Cosa fare:
Rispondi a queste domande sul brano riguardante l'etnografia, l'etnologia e l'antropologia riportato qui sotto.
1. Quali dati studia l'etnologia?
2. A quale visione aspira l'antropologia?
3. Che cosa fornisce l'etnografia nella pratica di terreno?

2. L’etnologia rappresenta, invece, il primo passo verso la sintesi, ampliando l’analisi a un livello comparativo: studia i dati raccolti dall’etnografia, mettendo a confronto le culture per trovare somiglianze e differenze, e cerca di rispondere a domande di carattere geografico, storico e sistematico. Secondo Lévi-Strauss, l’etnologia estende la conoscenza locale, collocando le specificità di una cultura all’interno di quadri di significato più ampi.
3. L’antropologia, infine, è la sintesi ultima, nel senso che aspira a una visione globale dell’umanità: integra i risultati dell’etnografia e dell’etnologia per sviluppare teorie generali sui tratti comuni e le diversità delle società umane. Questa fase teorica abbraccia uno sguardo d’insieme che include la totalità dell’esperienza umana, considerandola sia nella sua continuità storica sia nella sua estensione geografica. Lévi-Strauss sottolinea come l’antropologia aspiri a conclusioni universali, valide per le società umane in ogni epoca e luogo, dall’antichità all’era moderna.
Nella pratica di terreno, queste tre fasi non sono separate rigidamente, anzi restano interdipendenti: l’etnografia fornisce la base empirica su cui l’etnologia costruisce le sue sintesi, e l’antropologia amplia tali sintesi fino a formulare teorie generali.

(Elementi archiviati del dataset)
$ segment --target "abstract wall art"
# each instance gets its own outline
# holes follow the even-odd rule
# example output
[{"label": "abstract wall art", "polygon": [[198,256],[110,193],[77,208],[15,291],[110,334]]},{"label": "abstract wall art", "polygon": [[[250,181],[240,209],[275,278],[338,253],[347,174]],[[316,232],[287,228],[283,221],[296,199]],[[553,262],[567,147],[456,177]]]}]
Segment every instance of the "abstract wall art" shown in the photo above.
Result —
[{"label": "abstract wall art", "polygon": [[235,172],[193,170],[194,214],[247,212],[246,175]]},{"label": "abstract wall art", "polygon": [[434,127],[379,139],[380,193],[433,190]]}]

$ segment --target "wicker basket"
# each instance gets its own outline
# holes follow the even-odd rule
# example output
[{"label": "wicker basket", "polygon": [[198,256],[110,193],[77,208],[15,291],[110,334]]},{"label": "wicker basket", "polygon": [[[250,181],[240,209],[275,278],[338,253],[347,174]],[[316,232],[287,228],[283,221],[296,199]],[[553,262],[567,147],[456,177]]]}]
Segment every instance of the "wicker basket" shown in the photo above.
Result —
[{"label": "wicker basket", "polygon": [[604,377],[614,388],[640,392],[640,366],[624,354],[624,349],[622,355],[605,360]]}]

Risposta scritta:
1. I dati raccolti dall'etnografia.
2. A una visione globale dell'umanità.
3. La base empirica su cui l'etnologia costruisce le sue sintesi.